--- Begin The input ---

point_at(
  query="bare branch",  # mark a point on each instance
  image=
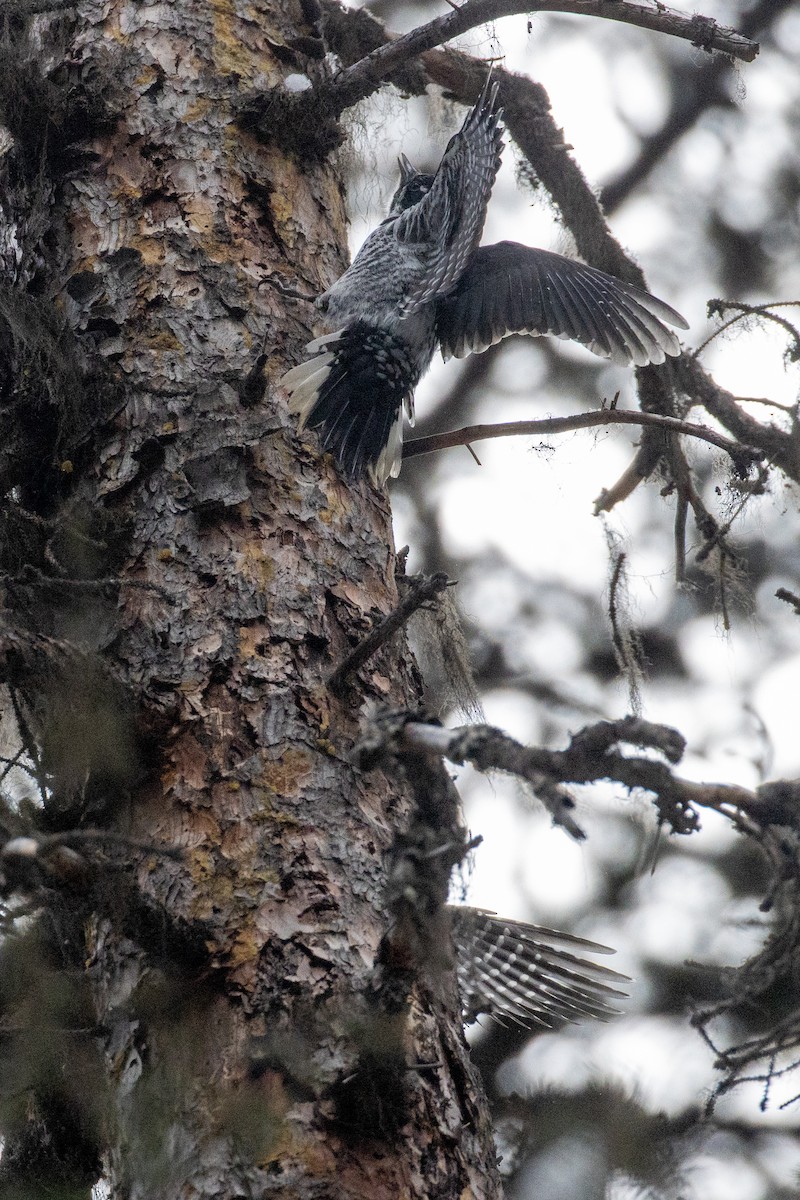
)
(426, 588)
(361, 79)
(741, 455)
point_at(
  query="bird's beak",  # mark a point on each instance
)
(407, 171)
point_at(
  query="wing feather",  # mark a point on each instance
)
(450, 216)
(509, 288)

--- End The input ---
--- Begin The input ---

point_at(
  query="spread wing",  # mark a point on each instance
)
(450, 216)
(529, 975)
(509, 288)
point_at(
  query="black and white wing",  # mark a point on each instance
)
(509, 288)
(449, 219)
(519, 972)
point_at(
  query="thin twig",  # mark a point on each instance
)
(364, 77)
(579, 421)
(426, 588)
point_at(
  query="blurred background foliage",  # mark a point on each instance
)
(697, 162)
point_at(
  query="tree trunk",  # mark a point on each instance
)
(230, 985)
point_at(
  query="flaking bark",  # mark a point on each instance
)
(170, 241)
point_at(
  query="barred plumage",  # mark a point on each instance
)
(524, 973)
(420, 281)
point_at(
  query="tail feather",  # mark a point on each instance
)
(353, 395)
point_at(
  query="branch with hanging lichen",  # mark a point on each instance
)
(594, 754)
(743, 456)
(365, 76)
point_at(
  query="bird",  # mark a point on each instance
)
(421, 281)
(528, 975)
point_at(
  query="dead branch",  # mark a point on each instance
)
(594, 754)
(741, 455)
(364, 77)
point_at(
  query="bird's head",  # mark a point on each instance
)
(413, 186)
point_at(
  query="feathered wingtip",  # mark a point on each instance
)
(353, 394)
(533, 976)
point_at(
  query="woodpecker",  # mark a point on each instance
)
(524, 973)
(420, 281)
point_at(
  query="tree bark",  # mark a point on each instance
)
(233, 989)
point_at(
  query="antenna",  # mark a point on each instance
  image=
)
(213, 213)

--- End The input ---

Written exercise
Extract from the records every line that contains the string "bird", copying each one in full. Matching is case-sensitive.

Reply to the exercise
  query="bird's beak",  # mark a point on each instance
  query="bird",  # mark a point on each instance
  query="bird's head",  # mark a point on each instance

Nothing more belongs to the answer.